* BEGIN EXTRACTED DATA *
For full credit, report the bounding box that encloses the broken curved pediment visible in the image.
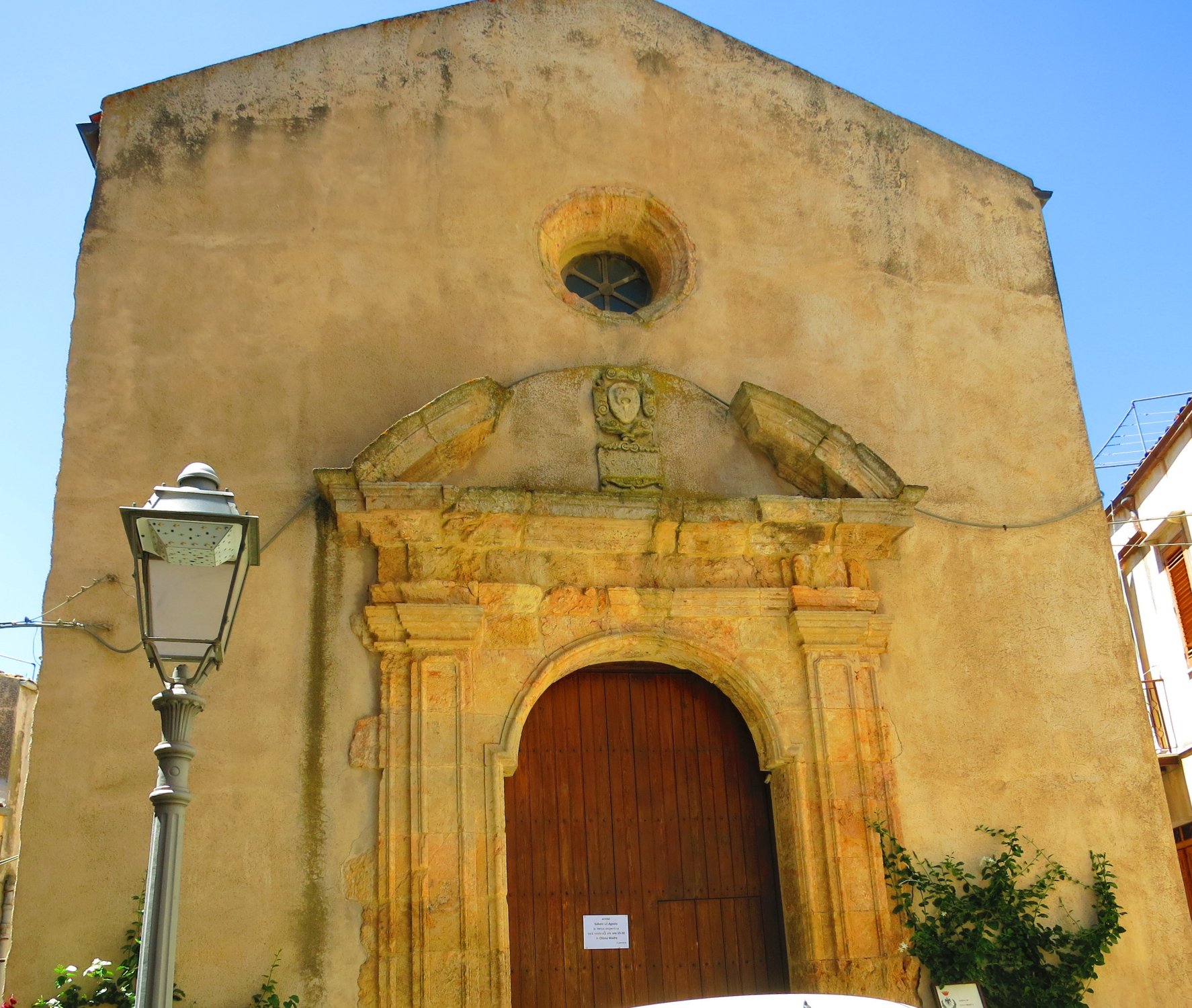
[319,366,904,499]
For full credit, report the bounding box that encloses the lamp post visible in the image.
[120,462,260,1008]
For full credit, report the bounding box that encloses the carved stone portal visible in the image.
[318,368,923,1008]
* END EXTRACTED DATA *
* BEGIN EXTRACTED DATA *
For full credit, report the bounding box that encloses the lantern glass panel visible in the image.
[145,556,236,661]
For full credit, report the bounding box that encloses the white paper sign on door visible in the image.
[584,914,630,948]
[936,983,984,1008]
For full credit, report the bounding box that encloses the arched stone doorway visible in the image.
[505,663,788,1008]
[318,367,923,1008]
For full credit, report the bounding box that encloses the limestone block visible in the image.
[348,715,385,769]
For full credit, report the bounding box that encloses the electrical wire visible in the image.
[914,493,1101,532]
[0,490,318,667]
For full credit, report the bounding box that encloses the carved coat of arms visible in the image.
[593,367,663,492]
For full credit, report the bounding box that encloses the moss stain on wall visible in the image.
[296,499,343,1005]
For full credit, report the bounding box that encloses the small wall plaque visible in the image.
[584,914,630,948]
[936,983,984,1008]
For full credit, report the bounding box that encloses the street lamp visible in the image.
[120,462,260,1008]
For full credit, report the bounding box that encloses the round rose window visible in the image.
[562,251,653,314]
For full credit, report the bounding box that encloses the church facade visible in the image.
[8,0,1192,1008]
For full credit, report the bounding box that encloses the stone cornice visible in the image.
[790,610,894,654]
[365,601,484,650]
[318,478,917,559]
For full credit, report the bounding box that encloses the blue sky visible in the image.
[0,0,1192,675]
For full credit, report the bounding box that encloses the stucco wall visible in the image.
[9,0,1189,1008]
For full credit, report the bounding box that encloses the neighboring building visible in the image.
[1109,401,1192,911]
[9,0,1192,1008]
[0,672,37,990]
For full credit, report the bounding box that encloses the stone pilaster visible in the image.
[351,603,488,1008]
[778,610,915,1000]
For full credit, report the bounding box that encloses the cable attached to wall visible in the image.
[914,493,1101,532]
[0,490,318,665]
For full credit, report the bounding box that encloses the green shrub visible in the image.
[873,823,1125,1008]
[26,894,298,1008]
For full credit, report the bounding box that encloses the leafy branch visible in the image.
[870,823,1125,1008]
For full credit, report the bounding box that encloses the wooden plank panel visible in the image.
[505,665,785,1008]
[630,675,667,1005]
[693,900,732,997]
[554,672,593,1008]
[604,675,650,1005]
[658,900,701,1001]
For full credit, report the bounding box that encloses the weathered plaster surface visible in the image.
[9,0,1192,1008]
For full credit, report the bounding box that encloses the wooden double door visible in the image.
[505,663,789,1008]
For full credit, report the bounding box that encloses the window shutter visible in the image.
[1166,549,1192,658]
* END EXTRACTED DATA *
**SET EXERCISE**.
Can you retype the part that opens with the line containing "pediment visible in the image." and closes with the line containing "[318,368,923,1008]", including both of those lines and leaving out the pictures?

**EXERCISE RESULT**.
For full credit, report the bounding box that encloses the broken curved pediment visible in the image.
[319,366,904,499]
For full credit, report the bounding box that encloses the lamp post visible in the image.
[120,462,260,1008]
For full credit, report the bounding box that encloses the carved stone portal visible in the image.
[318,368,923,1008]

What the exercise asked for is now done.